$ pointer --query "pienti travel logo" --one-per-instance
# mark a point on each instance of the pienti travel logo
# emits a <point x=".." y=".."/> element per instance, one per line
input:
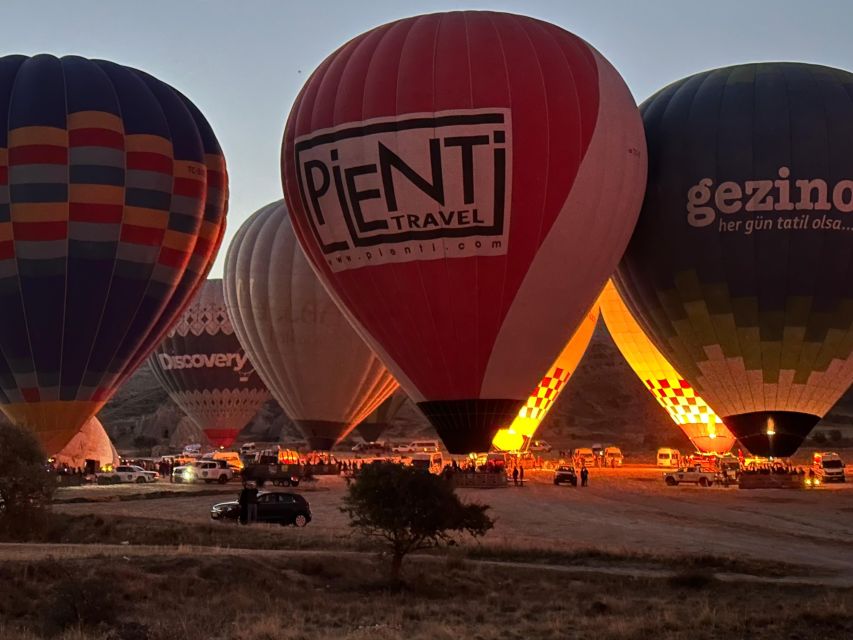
<point x="412" y="187"/>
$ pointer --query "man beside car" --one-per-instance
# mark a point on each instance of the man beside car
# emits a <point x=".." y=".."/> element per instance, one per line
<point x="248" y="503"/>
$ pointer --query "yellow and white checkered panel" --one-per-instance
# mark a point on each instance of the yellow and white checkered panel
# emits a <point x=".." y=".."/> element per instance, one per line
<point x="542" y="399"/>
<point x="673" y="393"/>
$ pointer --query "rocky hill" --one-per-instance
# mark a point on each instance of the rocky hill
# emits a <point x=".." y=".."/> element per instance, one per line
<point x="604" y="402"/>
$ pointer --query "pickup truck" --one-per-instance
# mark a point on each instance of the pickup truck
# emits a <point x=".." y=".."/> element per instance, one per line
<point x="691" y="476"/>
<point x="203" y="470"/>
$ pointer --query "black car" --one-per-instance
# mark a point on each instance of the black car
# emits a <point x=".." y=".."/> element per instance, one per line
<point x="273" y="507"/>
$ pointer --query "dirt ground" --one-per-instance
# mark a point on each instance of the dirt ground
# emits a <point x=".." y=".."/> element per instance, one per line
<point x="626" y="510"/>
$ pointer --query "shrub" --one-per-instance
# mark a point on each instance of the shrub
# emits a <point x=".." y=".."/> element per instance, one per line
<point x="26" y="485"/>
<point x="409" y="509"/>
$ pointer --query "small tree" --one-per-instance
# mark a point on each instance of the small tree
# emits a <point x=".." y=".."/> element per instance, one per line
<point x="410" y="510"/>
<point x="26" y="486"/>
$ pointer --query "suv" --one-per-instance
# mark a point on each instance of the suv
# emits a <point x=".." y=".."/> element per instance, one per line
<point x="127" y="473"/>
<point x="273" y="507"/>
<point x="694" y="476"/>
<point x="567" y="474"/>
<point x="432" y="462"/>
<point x="207" y="470"/>
<point x="613" y="457"/>
<point x="585" y="455"/>
<point x="540" y="446"/>
<point x="828" y="467"/>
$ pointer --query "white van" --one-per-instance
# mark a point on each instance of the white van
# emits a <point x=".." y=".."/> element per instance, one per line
<point x="432" y="462"/>
<point x="828" y="467"/>
<point x="586" y="456"/>
<point x="668" y="457"/>
<point x="419" y="446"/>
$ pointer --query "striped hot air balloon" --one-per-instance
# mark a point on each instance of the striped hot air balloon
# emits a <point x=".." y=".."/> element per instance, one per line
<point x="205" y="369"/>
<point x="316" y="366"/>
<point x="741" y="266"/>
<point x="377" y="422"/>
<point x="686" y="408"/>
<point x="519" y="434"/>
<point x="112" y="207"/>
<point x="465" y="183"/>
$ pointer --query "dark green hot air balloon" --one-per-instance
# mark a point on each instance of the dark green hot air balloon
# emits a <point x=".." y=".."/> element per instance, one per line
<point x="741" y="265"/>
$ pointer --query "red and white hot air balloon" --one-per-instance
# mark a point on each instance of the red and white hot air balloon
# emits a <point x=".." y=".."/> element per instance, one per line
<point x="464" y="183"/>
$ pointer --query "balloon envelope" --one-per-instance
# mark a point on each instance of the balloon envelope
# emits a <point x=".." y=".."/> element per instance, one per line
<point x="686" y="408"/>
<point x="205" y="369"/>
<point x="464" y="183"/>
<point x="319" y="370"/>
<point x="377" y="422"/>
<point x="741" y="266"/>
<point x="539" y="403"/>
<point x="111" y="210"/>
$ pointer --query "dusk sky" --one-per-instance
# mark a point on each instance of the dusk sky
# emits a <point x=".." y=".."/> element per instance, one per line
<point x="244" y="62"/>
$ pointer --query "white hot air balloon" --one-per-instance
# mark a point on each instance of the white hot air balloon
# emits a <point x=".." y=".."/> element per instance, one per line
<point x="319" y="370"/>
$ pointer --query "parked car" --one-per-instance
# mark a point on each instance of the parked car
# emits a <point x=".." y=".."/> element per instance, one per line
<point x="203" y="470"/>
<point x="419" y="446"/>
<point x="127" y="473"/>
<point x="828" y="467"/>
<point x="231" y="458"/>
<point x="540" y="446"/>
<point x="432" y="462"/>
<point x="273" y="507"/>
<point x="693" y="476"/>
<point x="667" y="457"/>
<point x="371" y="447"/>
<point x="613" y="457"/>
<point x="565" y="474"/>
<point x="585" y="455"/>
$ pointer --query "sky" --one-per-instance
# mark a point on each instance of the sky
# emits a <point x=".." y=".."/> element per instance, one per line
<point x="242" y="62"/>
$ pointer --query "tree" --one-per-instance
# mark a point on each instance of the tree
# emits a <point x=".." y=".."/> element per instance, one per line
<point x="410" y="510"/>
<point x="26" y="486"/>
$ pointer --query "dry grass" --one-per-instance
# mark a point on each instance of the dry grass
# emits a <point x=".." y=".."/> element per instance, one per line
<point x="288" y="598"/>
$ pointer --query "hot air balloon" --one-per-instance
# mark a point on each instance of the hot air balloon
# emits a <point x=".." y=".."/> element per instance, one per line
<point x="205" y="369"/>
<point x="741" y="266"/>
<point x="90" y="449"/>
<point x="112" y="208"/>
<point x="464" y="183"/>
<point x="322" y="374"/>
<point x="377" y="422"/>
<point x="519" y="434"/>
<point x="686" y="408"/>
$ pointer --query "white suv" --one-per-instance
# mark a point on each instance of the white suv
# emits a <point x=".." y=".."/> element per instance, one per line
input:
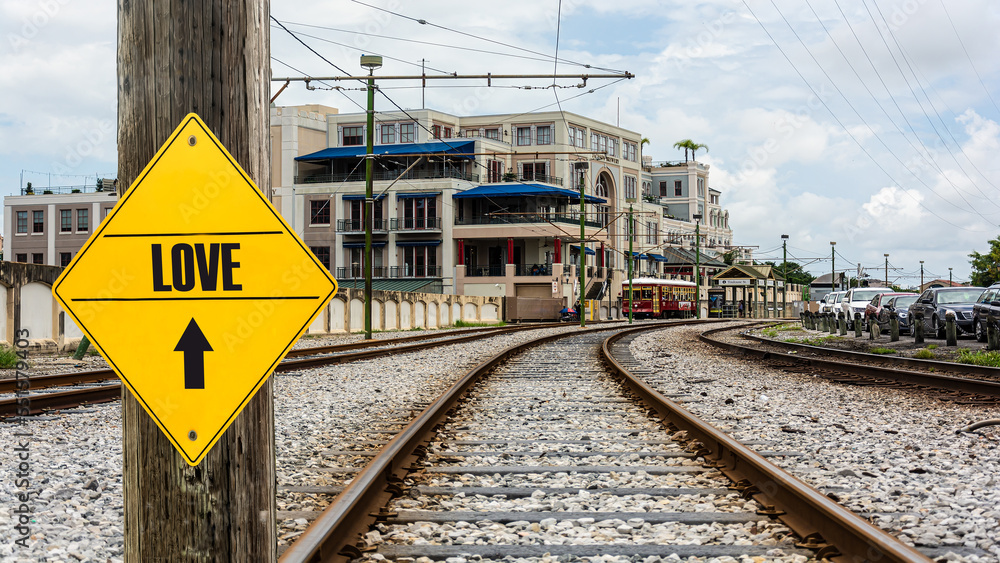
<point x="829" y="301"/>
<point x="857" y="299"/>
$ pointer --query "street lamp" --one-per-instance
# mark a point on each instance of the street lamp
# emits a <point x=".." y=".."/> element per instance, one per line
<point x="784" y="274"/>
<point x="697" y="265"/>
<point x="833" y="265"/>
<point x="372" y="63"/>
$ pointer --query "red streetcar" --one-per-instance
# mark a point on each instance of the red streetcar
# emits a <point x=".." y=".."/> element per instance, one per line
<point x="653" y="297"/>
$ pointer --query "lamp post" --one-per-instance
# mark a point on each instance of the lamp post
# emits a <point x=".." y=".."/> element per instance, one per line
<point x="372" y="63"/>
<point x="833" y="266"/>
<point x="784" y="274"/>
<point x="697" y="265"/>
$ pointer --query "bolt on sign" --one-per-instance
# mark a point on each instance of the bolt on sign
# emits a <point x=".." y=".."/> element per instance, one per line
<point x="194" y="288"/>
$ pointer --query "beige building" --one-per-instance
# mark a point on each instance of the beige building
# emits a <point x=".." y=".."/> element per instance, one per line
<point x="50" y="225"/>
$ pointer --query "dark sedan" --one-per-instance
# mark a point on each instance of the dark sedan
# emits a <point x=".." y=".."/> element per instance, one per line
<point x="900" y="304"/>
<point x="936" y="302"/>
<point x="873" y="310"/>
<point x="988" y="305"/>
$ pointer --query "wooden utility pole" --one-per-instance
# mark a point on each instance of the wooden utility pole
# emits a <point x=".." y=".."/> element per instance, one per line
<point x="210" y="58"/>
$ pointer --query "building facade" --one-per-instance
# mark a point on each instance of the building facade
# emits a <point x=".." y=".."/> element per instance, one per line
<point x="50" y="225"/>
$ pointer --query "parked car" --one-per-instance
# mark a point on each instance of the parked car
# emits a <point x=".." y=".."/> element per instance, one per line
<point x="900" y="304"/>
<point x="828" y="301"/>
<point x="857" y="298"/>
<point x="873" y="311"/>
<point x="987" y="304"/>
<point x="936" y="302"/>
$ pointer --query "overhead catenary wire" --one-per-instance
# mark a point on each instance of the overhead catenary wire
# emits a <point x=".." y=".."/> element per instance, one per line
<point x="844" y="126"/>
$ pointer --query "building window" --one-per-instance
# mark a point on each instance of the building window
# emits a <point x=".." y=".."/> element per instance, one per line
<point x="420" y="213"/>
<point x="387" y="134"/>
<point x="543" y="135"/>
<point x="406" y="133"/>
<point x="319" y="212"/>
<point x="82" y="220"/>
<point x="420" y="261"/>
<point x="523" y="136"/>
<point x="322" y="254"/>
<point x="353" y="136"/>
<point x="534" y="170"/>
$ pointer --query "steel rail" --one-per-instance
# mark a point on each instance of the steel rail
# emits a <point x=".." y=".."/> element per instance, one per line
<point x="93" y="376"/>
<point x="866" y="357"/>
<point x="332" y="536"/>
<point x="822" y="523"/>
<point x="43" y="402"/>
<point x="939" y="381"/>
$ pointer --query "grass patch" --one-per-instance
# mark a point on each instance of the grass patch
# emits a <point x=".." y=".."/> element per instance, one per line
<point x="979" y="358"/>
<point x="466" y="324"/>
<point x="8" y="358"/>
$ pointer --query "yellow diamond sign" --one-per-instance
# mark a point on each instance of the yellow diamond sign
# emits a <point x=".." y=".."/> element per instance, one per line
<point x="194" y="288"/>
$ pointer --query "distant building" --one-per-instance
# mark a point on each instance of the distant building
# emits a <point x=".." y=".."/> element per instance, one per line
<point x="50" y="225"/>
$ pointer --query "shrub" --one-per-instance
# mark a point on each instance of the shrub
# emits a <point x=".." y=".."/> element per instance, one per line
<point x="980" y="358"/>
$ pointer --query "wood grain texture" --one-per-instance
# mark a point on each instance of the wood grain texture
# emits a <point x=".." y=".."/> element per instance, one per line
<point x="209" y="57"/>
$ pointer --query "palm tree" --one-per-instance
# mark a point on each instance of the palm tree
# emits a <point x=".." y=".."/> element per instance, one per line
<point x="684" y="144"/>
<point x="697" y="146"/>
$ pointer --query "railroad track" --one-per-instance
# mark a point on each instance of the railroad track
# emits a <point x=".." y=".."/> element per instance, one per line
<point x="83" y="392"/>
<point x="554" y="448"/>
<point x="965" y="384"/>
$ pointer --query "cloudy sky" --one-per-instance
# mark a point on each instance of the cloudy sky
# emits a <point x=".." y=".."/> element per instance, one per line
<point x="870" y="123"/>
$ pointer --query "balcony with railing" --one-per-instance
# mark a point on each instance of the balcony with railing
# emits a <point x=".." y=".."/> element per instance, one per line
<point x="420" y="224"/>
<point x="386" y="175"/>
<point x="527" y="218"/>
<point x="358" y="225"/>
<point x="391" y="272"/>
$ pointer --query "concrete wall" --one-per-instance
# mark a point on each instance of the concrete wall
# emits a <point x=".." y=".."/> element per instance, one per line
<point x="396" y="310"/>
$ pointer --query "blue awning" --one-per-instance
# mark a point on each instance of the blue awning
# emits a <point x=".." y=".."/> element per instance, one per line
<point x="356" y="197"/>
<point x="416" y="195"/>
<point x="419" y="243"/>
<point x="525" y="190"/>
<point x="450" y="147"/>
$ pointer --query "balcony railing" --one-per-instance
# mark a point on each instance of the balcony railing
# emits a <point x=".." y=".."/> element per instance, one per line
<point x="358" y="225"/>
<point x="393" y="272"/>
<point x="533" y="270"/>
<point x="495" y="271"/>
<point x="523" y="218"/>
<point x="415" y="224"/>
<point x="386" y="175"/>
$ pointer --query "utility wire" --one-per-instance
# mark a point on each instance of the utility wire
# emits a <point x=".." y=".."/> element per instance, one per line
<point x="425" y="22"/>
<point x="841" y="123"/>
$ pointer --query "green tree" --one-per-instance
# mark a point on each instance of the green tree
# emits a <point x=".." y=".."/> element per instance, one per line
<point x="986" y="267"/>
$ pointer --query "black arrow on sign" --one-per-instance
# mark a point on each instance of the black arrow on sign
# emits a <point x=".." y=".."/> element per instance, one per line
<point x="194" y="345"/>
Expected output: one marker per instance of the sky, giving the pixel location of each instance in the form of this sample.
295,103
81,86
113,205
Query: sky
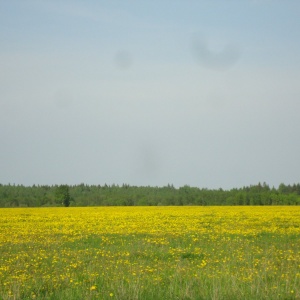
199,93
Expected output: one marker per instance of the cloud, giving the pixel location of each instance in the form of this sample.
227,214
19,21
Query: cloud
222,59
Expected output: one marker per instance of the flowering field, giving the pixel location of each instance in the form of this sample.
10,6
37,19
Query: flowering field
150,253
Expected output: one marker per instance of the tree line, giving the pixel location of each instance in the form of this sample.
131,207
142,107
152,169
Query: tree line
126,195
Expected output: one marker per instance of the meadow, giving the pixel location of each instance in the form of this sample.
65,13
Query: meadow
188,252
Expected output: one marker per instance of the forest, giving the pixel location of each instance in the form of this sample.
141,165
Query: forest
12,195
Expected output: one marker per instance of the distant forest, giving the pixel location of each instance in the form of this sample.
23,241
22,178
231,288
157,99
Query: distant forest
126,195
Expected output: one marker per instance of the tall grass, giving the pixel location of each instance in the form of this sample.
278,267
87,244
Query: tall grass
150,253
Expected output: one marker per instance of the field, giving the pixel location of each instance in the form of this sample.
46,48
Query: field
150,253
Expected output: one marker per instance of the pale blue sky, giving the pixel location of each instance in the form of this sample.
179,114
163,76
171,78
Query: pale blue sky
204,93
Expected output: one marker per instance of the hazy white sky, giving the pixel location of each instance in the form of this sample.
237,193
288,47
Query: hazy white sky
204,93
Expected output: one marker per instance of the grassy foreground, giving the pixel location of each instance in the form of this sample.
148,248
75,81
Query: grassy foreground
150,253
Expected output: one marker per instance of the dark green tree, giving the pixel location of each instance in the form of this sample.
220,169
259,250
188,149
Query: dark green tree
63,195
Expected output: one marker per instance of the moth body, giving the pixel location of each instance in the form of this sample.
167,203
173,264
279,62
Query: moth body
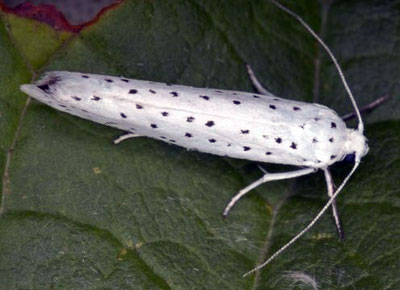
242,125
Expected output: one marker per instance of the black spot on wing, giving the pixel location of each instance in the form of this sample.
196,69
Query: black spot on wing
210,123
44,88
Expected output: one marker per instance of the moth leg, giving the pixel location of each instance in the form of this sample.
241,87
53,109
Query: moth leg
125,136
266,177
256,83
331,189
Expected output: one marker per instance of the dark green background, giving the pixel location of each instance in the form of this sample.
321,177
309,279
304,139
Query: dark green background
80,213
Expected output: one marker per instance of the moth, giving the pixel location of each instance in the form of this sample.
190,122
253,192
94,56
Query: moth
254,126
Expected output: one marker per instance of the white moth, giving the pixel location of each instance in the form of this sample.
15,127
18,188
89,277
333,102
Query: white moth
258,127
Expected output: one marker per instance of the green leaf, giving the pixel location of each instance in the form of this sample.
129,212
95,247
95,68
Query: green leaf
80,213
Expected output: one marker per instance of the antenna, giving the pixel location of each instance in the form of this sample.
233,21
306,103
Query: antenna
357,157
322,43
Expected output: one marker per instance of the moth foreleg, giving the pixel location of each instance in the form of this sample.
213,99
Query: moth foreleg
331,189
256,83
124,137
266,178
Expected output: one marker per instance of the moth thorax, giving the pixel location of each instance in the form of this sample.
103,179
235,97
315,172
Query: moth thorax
356,143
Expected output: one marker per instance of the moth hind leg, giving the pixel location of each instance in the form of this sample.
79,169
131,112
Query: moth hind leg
124,137
256,83
266,178
331,189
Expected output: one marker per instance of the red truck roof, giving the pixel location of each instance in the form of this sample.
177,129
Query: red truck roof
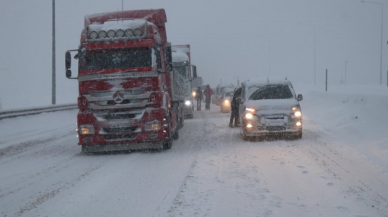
155,16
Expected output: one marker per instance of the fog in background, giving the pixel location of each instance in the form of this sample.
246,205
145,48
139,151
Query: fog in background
249,38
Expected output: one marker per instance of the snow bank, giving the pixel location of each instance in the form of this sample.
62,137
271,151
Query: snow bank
354,113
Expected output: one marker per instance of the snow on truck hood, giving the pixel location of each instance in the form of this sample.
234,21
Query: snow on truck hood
271,104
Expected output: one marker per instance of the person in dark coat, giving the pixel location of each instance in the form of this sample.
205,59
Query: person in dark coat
208,92
234,114
199,98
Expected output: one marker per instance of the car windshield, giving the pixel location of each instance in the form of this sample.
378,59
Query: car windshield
116,59
272,92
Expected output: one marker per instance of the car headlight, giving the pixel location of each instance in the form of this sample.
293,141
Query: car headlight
248,116
152,125
86,129
298,114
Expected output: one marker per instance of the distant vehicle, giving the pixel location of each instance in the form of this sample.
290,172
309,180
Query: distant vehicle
219,92
226,100
270,107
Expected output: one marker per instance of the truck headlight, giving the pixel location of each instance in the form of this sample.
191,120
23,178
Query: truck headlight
86,129
248,116
152,125
250,109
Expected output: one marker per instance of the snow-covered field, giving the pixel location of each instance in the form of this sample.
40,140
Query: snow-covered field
338,168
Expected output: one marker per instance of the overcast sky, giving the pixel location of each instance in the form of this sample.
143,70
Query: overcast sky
228,38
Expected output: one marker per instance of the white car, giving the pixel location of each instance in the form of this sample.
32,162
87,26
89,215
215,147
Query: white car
270,107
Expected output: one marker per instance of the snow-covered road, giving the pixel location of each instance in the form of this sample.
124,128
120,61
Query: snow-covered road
338,168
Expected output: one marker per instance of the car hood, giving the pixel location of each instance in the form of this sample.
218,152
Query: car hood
272,105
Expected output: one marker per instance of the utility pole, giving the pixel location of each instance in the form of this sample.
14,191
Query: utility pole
53,100
345,70
381,43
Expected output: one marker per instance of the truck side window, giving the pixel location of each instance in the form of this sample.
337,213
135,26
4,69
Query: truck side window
158,59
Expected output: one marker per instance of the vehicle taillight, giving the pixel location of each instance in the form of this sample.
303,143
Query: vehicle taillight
82,103
155,99
152,98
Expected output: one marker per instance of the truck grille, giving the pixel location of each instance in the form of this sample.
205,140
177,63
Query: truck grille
111,116
118,114
120,130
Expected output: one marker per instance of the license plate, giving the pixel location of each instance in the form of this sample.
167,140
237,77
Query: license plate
118,125
279,122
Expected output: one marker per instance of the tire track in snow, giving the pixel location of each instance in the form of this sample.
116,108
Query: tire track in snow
43,197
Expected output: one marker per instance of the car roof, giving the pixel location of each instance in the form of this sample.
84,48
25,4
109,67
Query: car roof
264,81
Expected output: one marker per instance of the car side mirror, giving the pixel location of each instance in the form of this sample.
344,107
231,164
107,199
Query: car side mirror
300,97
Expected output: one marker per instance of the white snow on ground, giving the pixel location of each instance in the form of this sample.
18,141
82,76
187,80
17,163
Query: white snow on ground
338,168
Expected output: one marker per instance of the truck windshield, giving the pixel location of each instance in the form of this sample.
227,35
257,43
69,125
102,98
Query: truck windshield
116,59
272,92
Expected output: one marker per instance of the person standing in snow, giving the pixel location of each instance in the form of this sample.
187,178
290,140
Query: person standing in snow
199,97
234,116
208,92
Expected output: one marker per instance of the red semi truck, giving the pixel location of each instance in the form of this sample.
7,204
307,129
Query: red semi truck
126,89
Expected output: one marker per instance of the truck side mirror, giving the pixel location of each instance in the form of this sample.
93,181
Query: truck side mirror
68,63
194,71
67,60
170,67
68,73
168,54
300,97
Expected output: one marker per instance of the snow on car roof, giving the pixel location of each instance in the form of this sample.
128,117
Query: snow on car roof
121,24
226,90
269,80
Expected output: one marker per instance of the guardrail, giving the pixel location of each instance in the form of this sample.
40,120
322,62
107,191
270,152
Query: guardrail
34,111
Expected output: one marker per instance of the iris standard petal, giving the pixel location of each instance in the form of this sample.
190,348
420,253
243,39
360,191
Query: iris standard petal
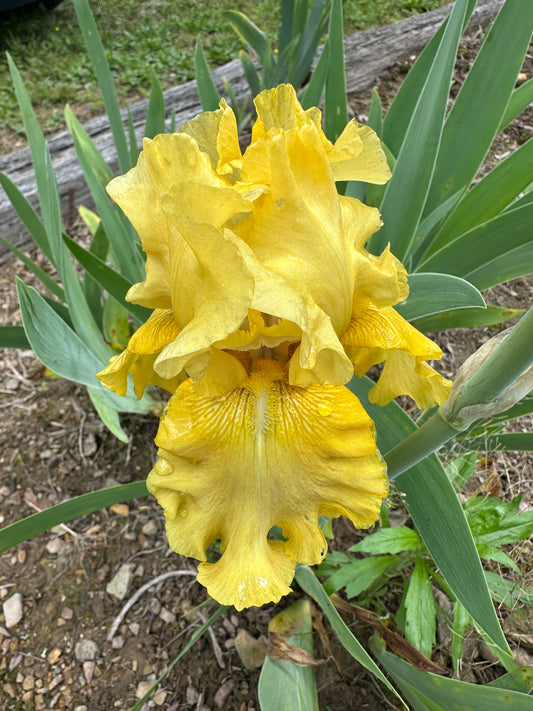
265,454
140,355
379,335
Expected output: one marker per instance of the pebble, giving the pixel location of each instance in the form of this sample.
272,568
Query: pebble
12,607
86,650
53,656
166,615
120,509
117,642
251,651
57,546
143,687
121,581
14,662
88,671
159,698
223,693
11,384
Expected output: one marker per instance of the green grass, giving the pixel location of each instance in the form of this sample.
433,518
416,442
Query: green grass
140,36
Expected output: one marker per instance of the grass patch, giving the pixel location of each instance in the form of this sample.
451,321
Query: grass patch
139,36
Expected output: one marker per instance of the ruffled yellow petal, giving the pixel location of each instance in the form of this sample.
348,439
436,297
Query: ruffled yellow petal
320,356
296,228
140,355
405,374
224,293
357,155
265,454
173,176
379,335
261,330
216,134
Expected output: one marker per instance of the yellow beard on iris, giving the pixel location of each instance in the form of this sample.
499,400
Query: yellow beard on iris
265,303
264,454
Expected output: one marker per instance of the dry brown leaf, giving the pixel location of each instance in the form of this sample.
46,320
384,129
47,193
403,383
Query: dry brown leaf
396,643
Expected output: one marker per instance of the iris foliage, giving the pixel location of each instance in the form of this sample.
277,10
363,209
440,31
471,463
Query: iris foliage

### THE PROBLEM
Search the listing above for the string "checkered" and return each line it appears on.

### OUTPUT OF THE EXERCISE
$ pointer --query "yellow and white checkered panel" --one-per-instance
# mark a point on each instance of the yellow and white checkered panel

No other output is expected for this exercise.